(Given exercise) Report each line of the items below that contains the string "work", copying every such line in full.

--------------------

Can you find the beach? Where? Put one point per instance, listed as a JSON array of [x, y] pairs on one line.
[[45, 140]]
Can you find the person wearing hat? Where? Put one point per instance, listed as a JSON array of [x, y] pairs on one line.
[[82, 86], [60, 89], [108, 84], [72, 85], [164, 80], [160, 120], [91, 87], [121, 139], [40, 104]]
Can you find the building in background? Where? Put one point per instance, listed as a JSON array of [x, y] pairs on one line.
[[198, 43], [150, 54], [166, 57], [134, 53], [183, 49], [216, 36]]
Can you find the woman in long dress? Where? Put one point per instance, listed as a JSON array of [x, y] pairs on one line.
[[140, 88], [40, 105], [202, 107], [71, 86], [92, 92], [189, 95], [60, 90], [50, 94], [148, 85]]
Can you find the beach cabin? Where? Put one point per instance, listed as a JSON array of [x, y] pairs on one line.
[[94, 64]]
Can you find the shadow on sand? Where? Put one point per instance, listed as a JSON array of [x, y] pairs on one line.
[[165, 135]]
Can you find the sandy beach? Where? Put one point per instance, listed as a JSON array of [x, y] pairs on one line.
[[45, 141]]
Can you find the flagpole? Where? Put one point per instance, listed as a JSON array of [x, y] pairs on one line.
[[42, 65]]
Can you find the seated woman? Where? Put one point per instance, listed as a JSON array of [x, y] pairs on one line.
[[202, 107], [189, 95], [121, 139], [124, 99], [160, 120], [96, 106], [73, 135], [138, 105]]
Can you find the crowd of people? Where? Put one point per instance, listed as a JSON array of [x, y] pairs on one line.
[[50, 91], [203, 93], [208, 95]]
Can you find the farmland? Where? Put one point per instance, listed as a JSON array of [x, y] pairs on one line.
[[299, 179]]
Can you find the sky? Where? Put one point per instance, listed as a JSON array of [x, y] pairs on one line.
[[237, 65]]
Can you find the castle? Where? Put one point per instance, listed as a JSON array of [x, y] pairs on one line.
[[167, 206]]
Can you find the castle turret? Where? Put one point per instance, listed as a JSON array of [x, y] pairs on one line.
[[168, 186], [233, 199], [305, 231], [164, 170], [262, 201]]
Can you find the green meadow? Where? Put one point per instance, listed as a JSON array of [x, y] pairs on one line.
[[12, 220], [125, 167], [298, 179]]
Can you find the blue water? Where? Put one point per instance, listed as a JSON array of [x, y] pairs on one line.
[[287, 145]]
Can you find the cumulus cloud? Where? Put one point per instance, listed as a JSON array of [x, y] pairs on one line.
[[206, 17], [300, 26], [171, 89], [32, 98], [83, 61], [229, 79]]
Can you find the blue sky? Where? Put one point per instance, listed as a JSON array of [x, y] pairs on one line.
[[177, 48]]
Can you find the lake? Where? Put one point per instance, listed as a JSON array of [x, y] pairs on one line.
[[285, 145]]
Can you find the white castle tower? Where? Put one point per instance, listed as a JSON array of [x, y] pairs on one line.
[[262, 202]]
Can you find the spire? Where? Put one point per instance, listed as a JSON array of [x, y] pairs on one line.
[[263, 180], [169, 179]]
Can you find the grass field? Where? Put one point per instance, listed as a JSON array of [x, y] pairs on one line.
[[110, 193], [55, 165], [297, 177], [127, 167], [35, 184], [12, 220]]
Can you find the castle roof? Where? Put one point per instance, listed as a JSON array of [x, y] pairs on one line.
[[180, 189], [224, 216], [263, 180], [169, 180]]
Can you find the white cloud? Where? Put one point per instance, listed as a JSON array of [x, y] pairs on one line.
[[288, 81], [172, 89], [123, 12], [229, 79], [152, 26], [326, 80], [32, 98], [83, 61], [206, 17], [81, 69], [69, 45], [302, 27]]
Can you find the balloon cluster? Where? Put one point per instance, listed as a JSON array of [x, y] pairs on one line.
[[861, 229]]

--------------------

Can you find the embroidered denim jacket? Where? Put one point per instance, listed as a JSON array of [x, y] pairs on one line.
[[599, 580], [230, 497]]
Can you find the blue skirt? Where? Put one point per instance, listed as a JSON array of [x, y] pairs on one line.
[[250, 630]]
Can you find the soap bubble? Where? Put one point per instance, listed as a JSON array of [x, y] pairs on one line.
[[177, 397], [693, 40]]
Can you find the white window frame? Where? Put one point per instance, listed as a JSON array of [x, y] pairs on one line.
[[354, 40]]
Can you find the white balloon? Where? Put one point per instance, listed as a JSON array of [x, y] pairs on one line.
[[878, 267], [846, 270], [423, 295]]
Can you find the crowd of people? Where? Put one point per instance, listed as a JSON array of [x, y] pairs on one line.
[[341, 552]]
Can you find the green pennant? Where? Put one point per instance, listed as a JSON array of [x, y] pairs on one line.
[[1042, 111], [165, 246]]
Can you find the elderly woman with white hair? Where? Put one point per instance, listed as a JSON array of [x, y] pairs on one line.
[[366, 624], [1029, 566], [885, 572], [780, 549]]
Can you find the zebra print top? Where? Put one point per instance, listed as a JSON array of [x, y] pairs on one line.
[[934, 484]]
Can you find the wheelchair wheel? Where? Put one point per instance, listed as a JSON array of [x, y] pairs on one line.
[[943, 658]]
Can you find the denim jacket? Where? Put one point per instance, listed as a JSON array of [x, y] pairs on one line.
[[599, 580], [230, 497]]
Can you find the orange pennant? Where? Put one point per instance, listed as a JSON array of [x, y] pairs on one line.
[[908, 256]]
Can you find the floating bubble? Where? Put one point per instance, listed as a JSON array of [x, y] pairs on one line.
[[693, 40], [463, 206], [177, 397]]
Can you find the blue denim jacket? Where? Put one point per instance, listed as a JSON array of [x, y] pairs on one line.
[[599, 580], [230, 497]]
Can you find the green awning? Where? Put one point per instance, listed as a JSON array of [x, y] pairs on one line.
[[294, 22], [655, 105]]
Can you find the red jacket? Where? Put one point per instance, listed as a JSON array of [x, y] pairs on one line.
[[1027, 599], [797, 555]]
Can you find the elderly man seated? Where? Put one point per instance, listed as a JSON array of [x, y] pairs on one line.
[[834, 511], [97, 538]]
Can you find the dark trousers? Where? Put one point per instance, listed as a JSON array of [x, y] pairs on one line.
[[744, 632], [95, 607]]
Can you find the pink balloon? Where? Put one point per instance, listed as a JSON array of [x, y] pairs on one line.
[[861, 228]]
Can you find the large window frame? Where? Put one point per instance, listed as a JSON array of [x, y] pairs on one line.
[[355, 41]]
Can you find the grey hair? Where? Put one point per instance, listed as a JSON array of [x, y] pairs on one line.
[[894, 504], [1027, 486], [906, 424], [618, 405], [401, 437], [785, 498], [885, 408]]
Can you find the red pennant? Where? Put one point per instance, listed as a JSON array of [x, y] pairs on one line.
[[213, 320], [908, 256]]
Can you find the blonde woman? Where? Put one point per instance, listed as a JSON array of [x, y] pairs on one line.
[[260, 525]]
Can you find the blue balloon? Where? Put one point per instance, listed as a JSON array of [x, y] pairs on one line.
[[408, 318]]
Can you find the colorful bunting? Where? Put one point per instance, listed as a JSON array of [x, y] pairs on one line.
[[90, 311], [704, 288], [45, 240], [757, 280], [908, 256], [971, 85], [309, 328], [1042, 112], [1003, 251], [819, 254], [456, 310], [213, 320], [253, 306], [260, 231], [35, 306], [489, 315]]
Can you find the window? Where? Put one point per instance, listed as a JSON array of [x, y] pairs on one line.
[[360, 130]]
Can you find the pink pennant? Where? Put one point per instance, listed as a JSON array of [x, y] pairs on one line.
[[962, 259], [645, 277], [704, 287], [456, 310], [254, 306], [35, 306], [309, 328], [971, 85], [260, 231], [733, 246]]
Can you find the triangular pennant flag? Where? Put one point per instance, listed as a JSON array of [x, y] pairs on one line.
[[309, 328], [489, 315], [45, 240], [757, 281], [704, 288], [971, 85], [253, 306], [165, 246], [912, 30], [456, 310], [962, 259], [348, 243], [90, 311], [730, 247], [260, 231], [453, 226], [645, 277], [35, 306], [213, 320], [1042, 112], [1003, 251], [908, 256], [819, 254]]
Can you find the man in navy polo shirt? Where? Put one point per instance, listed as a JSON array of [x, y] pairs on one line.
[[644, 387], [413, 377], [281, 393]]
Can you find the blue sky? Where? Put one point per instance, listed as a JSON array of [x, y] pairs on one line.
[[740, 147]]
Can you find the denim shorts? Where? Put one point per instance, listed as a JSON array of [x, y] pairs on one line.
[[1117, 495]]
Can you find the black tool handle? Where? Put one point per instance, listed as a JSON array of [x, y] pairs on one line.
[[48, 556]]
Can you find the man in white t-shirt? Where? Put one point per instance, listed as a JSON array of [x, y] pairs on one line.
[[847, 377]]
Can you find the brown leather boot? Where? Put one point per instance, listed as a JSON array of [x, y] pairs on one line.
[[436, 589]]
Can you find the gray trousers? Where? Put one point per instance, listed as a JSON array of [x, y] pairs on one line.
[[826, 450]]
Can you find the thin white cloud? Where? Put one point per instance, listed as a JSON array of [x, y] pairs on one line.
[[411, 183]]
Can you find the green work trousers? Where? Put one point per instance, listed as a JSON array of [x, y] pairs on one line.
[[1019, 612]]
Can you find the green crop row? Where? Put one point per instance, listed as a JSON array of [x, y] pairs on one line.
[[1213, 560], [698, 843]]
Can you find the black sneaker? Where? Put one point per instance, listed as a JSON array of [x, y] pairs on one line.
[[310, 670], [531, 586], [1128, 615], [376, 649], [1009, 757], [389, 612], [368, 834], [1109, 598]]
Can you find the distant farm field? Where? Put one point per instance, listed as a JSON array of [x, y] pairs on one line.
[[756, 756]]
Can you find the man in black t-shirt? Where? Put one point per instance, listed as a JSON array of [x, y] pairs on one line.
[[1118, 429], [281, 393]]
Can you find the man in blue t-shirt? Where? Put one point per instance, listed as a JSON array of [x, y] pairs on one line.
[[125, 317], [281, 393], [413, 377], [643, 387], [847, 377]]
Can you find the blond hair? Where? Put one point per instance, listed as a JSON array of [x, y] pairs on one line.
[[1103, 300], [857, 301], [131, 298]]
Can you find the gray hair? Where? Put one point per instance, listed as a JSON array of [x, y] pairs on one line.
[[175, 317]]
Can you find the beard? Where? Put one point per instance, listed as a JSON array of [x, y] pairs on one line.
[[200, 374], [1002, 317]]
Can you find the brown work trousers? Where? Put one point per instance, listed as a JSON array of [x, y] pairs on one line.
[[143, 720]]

--------------------

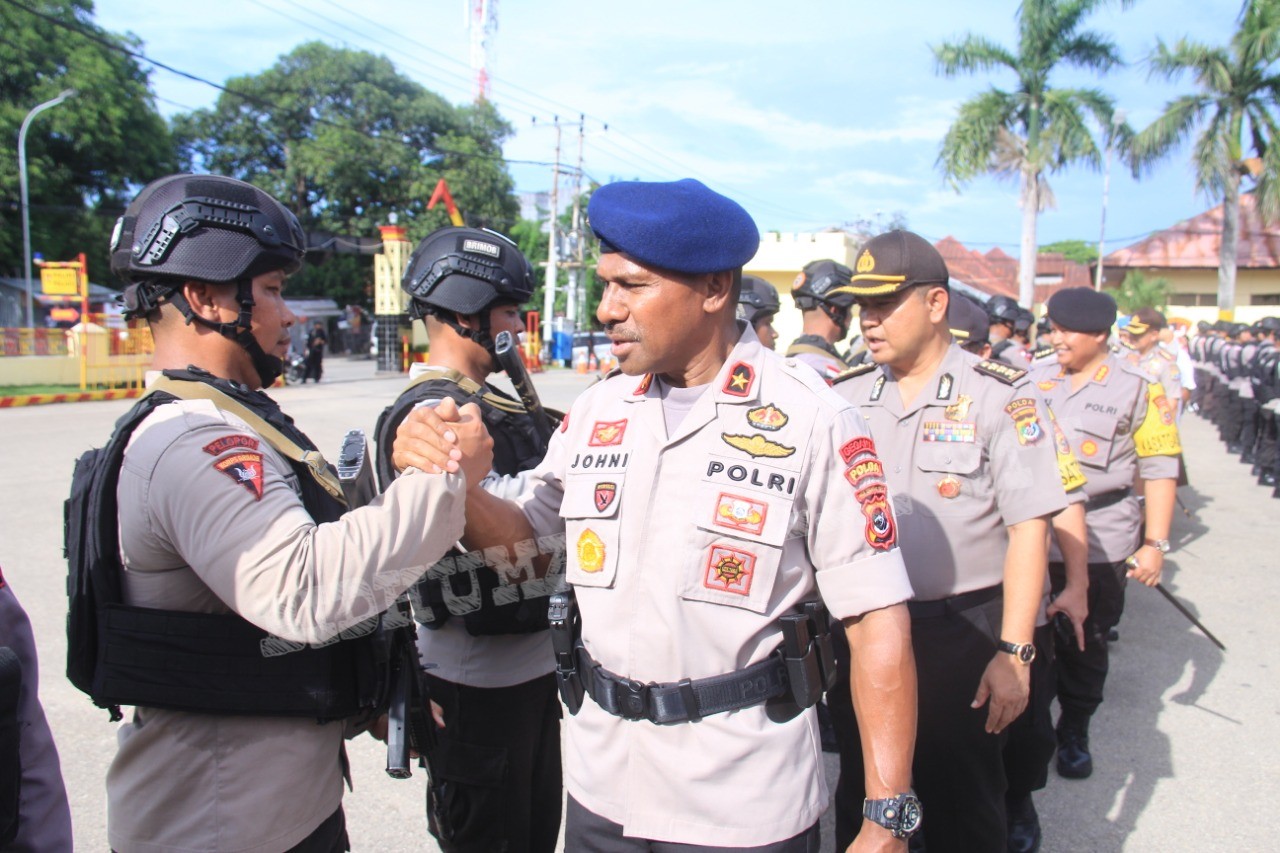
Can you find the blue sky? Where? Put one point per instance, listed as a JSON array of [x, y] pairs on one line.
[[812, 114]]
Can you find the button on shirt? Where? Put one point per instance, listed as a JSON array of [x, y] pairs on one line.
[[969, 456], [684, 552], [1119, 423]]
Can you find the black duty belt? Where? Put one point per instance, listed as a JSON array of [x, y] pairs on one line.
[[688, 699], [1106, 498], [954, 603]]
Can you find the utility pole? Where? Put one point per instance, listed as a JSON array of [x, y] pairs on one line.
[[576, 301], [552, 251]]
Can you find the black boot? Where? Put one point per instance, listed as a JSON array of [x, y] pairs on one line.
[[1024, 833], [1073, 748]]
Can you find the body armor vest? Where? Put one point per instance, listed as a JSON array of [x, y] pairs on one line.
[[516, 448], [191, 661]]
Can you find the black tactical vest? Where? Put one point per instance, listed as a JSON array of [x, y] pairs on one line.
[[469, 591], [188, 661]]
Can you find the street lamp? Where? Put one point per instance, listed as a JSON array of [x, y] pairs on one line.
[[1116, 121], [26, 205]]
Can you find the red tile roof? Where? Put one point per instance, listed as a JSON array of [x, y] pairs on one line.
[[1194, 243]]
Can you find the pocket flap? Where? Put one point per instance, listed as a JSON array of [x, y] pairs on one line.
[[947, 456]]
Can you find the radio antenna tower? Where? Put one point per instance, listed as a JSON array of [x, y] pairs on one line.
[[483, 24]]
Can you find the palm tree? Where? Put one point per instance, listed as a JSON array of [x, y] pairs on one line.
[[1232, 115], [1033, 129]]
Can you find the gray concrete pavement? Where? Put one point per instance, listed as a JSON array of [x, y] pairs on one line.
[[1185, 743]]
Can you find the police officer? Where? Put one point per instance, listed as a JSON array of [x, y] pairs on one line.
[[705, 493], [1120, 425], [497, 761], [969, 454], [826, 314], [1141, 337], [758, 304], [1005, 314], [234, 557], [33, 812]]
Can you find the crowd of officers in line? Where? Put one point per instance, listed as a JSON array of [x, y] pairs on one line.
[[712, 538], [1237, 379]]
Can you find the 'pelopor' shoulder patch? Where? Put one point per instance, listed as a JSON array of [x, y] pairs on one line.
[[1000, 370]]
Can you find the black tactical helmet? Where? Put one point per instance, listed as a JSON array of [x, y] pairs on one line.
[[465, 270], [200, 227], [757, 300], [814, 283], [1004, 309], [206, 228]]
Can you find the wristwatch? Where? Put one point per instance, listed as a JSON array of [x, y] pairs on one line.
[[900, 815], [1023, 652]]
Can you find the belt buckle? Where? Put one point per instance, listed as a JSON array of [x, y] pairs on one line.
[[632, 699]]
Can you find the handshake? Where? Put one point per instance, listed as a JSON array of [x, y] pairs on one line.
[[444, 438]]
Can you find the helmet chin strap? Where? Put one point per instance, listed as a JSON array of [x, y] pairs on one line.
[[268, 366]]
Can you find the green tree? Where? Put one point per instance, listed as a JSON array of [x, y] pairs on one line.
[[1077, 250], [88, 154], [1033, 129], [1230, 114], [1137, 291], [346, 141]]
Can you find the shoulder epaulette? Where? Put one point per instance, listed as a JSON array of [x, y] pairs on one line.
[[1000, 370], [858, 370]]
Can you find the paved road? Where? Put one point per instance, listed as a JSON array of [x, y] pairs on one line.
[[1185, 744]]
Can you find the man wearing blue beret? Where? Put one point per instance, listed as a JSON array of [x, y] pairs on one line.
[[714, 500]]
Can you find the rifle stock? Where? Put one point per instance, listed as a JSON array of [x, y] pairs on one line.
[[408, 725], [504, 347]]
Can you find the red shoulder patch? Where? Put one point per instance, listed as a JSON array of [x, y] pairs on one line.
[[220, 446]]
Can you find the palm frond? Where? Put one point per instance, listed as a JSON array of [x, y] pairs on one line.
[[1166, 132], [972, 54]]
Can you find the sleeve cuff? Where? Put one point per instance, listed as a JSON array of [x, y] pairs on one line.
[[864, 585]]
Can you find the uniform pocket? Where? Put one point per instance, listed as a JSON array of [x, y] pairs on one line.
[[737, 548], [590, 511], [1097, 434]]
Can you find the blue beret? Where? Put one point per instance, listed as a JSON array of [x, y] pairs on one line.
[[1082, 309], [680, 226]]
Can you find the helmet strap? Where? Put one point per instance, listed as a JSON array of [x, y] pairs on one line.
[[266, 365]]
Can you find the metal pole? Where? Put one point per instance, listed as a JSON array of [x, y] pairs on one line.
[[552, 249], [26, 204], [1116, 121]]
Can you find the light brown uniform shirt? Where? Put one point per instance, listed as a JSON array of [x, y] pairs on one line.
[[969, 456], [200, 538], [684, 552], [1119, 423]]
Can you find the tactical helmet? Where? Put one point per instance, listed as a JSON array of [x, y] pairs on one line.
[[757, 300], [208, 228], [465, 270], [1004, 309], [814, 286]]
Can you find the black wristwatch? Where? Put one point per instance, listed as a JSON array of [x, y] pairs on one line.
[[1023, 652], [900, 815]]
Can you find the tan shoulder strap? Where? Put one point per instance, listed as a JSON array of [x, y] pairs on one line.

--------------------

(Problem solution)
Can you find the green work trousers? Where? Put one point per instance, listed as a JSON array of [x, y] pairs on one line.
Can you find the brown work trousers? Where? Put one point per instance, listed as a JSON array of [x, y] pairs on one line.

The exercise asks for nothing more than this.